Goal: Copy out every line of the rows below word for word, with nothing changed, and leave the pictures out of your answer.

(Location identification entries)
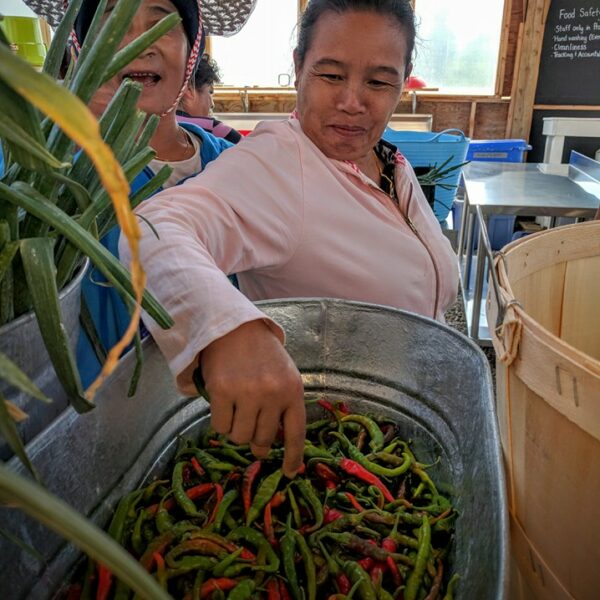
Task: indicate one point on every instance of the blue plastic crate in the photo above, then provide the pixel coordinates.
(497, 150)
(500, 227)
(427, 149)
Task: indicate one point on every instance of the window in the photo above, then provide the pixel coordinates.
(459, 42)
(262, 50)
(457, 47)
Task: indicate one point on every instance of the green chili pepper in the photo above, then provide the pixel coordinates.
(196, 546)
(163, 520)
(211, 463)
(198, 581)
(317, 425)
(288, 551)
(451, 585)
(181, 497)
(309, 494)
(375, 433)
(312, 451)
(309, 564)
(242, 591)
(219, 570)
(356, 455)
(415, 578)
(358, 575)
(259, 541)
(235, 456)
(264, 493)
(116, 529)
(137, 542)
(294, 507)
(419, 471)
(229, 497)
(151, 489)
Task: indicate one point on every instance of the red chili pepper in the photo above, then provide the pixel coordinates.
(268, 526)
(278, 499)
(355, 503)
(376, 573)
(218, 498)
(186, 475)
(285, 594)
(343, 583)
(74, 592)
(353, 468)
(218, 583)
(394, 571)
(330, 515)
(326, 405)
(197, 467)
(273, 590)
(327, 474)
(250, 475)
(104, 582)
(343, 408)
(391, 546)
(196, 492)
(159, 560)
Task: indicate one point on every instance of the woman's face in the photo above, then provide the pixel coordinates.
(350, 82)
(204, 100)
(160, 69)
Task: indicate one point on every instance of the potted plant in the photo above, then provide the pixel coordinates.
(61, 171)
(55, 201)
(432, 176)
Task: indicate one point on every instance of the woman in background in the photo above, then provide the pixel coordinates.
(197, 103)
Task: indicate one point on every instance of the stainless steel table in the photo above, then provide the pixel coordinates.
(524, 189)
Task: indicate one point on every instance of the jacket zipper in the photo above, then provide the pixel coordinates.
(414, 229)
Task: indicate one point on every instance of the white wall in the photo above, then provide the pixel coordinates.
(15, 8)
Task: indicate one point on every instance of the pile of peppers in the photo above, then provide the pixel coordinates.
(362, 520)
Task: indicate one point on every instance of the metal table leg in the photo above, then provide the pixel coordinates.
(479, 275)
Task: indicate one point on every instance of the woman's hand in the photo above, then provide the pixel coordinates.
(254, 387)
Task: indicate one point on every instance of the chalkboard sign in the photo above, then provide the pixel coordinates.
(570, 60)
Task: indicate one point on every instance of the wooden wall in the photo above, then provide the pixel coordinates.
(480, 117)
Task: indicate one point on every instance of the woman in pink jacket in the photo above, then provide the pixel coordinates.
(315, 206)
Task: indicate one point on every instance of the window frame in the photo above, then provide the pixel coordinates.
(500, 65)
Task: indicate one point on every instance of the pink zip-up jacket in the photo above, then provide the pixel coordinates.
(291, 223)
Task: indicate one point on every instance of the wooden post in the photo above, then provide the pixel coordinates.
(472, 118)
(503, 50)
(527, 69)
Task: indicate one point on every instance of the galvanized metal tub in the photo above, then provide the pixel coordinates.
(22, 342)
(433, 380)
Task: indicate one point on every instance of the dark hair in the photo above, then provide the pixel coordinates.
(207, 72)
(401, 10)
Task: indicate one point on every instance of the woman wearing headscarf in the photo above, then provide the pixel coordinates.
(164, 70)
(317, 205)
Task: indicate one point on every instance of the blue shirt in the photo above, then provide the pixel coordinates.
(108, 311)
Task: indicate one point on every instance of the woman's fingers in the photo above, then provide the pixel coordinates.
(254, 386)
(294, 432)
(267, 426)
(221, 415)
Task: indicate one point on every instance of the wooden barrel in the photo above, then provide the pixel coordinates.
(545, 316)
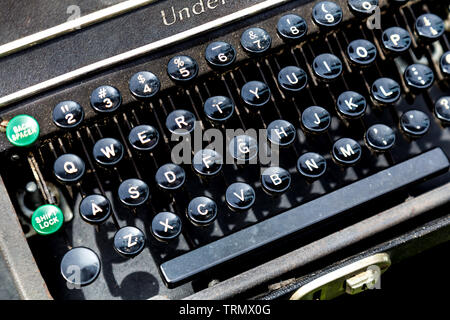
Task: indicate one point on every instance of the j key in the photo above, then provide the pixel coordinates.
(362, 52)
(419, 76)
(180, 122)
(219, 108)
(429, 27)
(414, 123)
(327, 67)
(363, 7)
(379, 138)
(243, 148)
(445, 63)
(292, 78)
(207, 162)
(80, 266)
(256, 40)
(281, 132)
(144, 85)
(166, 226)
(385, 91)
(106, 99)
(95, 209)
(316, 120)
(220, 54)
(170, 176)
(68, 114)
(346, 152)
(133, 192)
(69, 168)
(143, 137)
(202, 211)
(240, 196)
(255, 94)
(129, 241)
(311, 165)
(442, 109)
(396, 40)
(275, 180)
(279, 227)
(351, 105)
(292, 27)
(327, 14)
(182, 68)
(108, 151)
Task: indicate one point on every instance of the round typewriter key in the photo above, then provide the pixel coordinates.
(445, 63)
(180, 122)
(170, 176)
(47, 219)
(240, 196)
(275, 180)
(69, 168)
(106, 99)
(396, 40)
(143, 137)
(255, 93)
(95, 209)
(362, 52)
(68, 114)
(218, 108)
(346, 152)
(385, 91)
(80, 266)
(442, 109)
(414, 123)
(380, 138)
(316, 119)
(144, 85)
(281, 132)
(327, 14)
(430, 27)
(363, 7)
(166, 226)
(220, 54)
(207, 162)
(311, 165)
(256, 40)
(129, 241)
(202, 211)
(292, 27)
(351, 105)
(108, 151)
(243, 148)
(182, 68)
(327, 67)
(133, 192)
(419, 76)
(22, 130)
(292, 78)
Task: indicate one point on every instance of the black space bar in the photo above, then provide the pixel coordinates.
(184, 267)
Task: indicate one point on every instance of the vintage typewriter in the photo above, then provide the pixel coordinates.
(215, 149)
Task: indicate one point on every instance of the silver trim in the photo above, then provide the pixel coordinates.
(106, 63)
(70, 26)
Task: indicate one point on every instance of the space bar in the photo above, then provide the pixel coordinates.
(186, 266)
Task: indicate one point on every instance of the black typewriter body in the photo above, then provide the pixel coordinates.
(229, 254)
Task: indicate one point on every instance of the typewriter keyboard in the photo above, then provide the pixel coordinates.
(327, 113)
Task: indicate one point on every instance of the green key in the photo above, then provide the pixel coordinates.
(22, 130)
(47, 219)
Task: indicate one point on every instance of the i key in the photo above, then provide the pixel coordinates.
(69, 168)
(129, 241)
(68, 114)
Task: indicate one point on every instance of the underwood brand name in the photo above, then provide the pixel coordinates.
(173, 15)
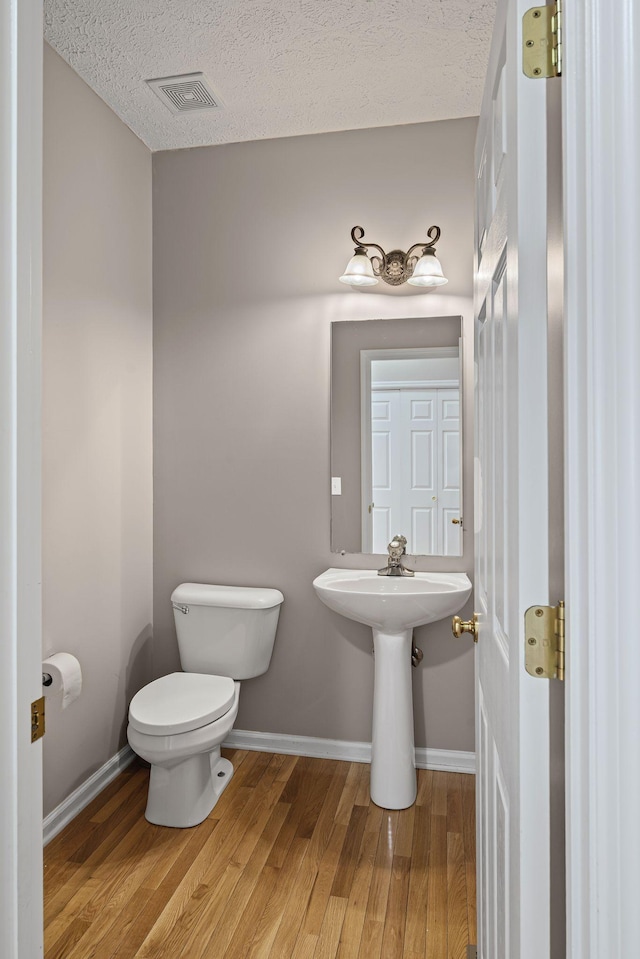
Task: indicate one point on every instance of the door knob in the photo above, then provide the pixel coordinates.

Written reply:
Task: indicate one point on every instance of the blue plastic crate in the photo above, then provide the pixel coordinates.
(497, 150)
(500, 227)
(427, 149)
Task: indicate one point on every instance of the window in the photo above, then provide the pixel coordinates.
(459, 42)
(262, 50)
(457, 47)
Task: indicate one point on every instance of the green chili pepper in the photo above, then provide the pixel coordinates.
(196, 546)
(163, 520)
(211, 463)
(198, 581)
(317, 425)
(288, 551)
(451, 585)
(181, 497)
(309, 494)
(375, 433)
(312, 451)
(309, 564)
(242, 591)
(219, 570)
(356, 455)
(415, 578)
(358, 575)
(259, 541)
(235, 456)
(264, 493)
(116, 529)
(137, 542)
(294, 507)
(419, 471)
(229, 497)
(151, 489)
Task: indicate one point on every instance of the red chili pepper in the photo above, then provide the pixel coordinates.
(268, 526)
(278, 499)
(355, 503)
(376, 573)
(218, 498)
(186, 475)
(285, 594)
(343, 583)
(74, 592)
(353, 468)
(218, 583)
(394, 571)
(330, 515)
(326, 405)
(197, 467)
(273, 590)
(327, 474)
(250, 475)
(104, 582)
(343, 408)
(391, 546)
(196, 492)
(159, 560)
Task: indicate one point on every instance of the woman's face in the photo above, then provide the pixel coordinates.
(350, 82)
(204, 100)
(160, 69)
Task: indicate one point on every instance of the potted plant in the photo above, then provide the pixel coordinates.
(61, 171)
(55, 201)
(432, 176)
Task: indicate one point on every instance of the woman in background in the photo above, then provide the pixel coordinates.
(197, 103)
Task: indicate one point on every instance of the stainless steel table in the photo above, then provide the pixel coordinates.
(524, 189)
Task: indicate one point on every instance of the jacket zipper in the photo above, then provide the pixel coordinates.
(414, 229)
Task: indicate one point on every instance of the white wall in the photo above, then provide the pixel coordinates.
(15, 8)
Task: indicate one point on every instance of the pile of peppers in the photo above, then provide the pixel coordinates.
(362, 520)
Task: indicate one point on every instance of the metal table leg in the photo above, then provide the pixel coordinates.
(479, 275)
Task: indicate one point on every instance of the woman's hand in the photo above, then provide the pixel coordinates.
(254, 387)
Task: indicate one point on every instance of the chalkboard sign in the photo above, then provide the pixel coordinates.
(570, 60)
Task: indicate one point on every instance of the wooden wall in the photo above, then provide the pixel coordinates.
(480, 117)
Task: indicate one point on every instance of the woman in pink jacket in the photo above, then provide the pixel coordinates.
(315, 206)
Task: indicate one point on every instance of the window frame in the photo above, then provide the pixel coordinates.
(500, 65)
Task: indicate one point on every instance of the pink zip-up jacket in the photo above, then provide the pixel coordinates.
(291, 223)
Task: indicate one point on every instance of the wooden post in the photo above, then provide the pixel coordinates.
(472, 118)
(503, 50)
(527, 69)
Task: indicate one point on every instance of the galvanized metal tub in the photo above, then provide the pixel coordinates.
(22, 342)
(433, 380)
Task: indicate one point on every instance of the dark hair in the photo above, then provide the pixel coordinates.
(207, 72)
(401, 10)
Task: indicate one point on every instance of the woman wearing headscarf in the photo above, then provide the pixel coordinates.
(164, 70)
(317, 205)
Task: indicate one point on every instance of the blue shirt in the photo above, then provide the pixel coordinates.
(108, 311)
Task: indicate one point on every instance of the woman's fingers in the photo above, then provide the pixel coordinates.
(254, 386)
(294, 432)
(267, 426)
(221, 415)
Task: indicate one point on every instance of the wooden barrel in the photo above, then provide the pixel coordinates.
(545, 316)
Task: indicate one point on every instance of the j key in the photo above, then provide the pixel coordinates.
(362, 52)
(419, 76)
(180, 122)
(219, 108)
(429, 27)
(414, 123)
(327, 67)
(363, 7)
(379, 138)
(243, 148)
(445, 63)
(292, 78)
(207, 162)
(80, 266)
(256, 40)
(281, 132)
(144, 85)
(166, 226)
(385, 91)
(106, 99)
(95, 209)
(316, 120)
(220, 54)
(170, 176)
(68, 114)
(346, 152)
(133, 192)
(69, 168)
(143, 137)
(202, 211)
(240, 196)
(255, 94)
(129, 241)
(311, 165)
(442, 109)
(396, 40)
(275, 180)
(279, 227)
(351, 105)
(292, 27)
(327, 14)
(182, 68)
(108, 151)
Task: indicate one point on every instance of the round typewriter key in the photo above, then provide the pixel coordinates.
(445, 63)
(180, 122)
(170, 176)
(47, 219)
(240, 196)
(275, 180)
(69, 168)
(106, 99)
(396, 40)
(143, 137)
(255, 93)
(95, 209)
(362, 52)
(68, 114)
(218, 108)
(346, 152)
(385, 91)
(80, 266)
(442, 109)
(414, 123)
(380, 138)
(316, 119)
(144, 85)
(281, 132)
(327, 14)
(430, 27)
(363, 7)
(166, 226)
(220, 54)
(207, 162)
(311, 165)
(256, 40)
(129, 241)
(202, 211)
(292, 27)
(351, 105)
(108, 151)
(243, 148)
(182, 68)
(327, 67)
(133, 192)
(419, 76)
(22, 130)
(292, 78)
Task: indicate one point on every instance of the black space bar in the photo above, then provide the pixel coordinates.
(184, 267)
Task: indicate one point on every instance of the vintage typewriter in the photo above, then provide the pixel coordinates.
(215, 149)
Task: indicate one point on every instance of the silver trim in the photo above, then provide the pixel coordinates.
(106, 63)
(70, 26)
Task: indicate one point on every instance of the space bar in the photo above, then provide the pixel coordinates.
(186, 266)
Task: indicate one point on every instance of the black typewriter body in the photo above, then provide the pixel coordinates.
(229, 254)
Task: indicate one point on every instance of the typewriter keyboard in the photo above, then provide the pixel coordinates.
(327, 113)
Task: indicate one point on every instance of the green key in the photo above, then provide the pixel coordinates.
(22, 130)
(47, 219)
Task: indicate one point on every instance of the i key in the photo above, then provide the pixel coordinates.
(69, 168)
(129, 241)
(68, 114)
Task: indicate one point on every instance of the underwood brand name in the photo above, then provide the pixel coordinates.
(173, 15)
Task: indicate one point on every instance of the door knob in the photo above, then provide the pixel coordinates.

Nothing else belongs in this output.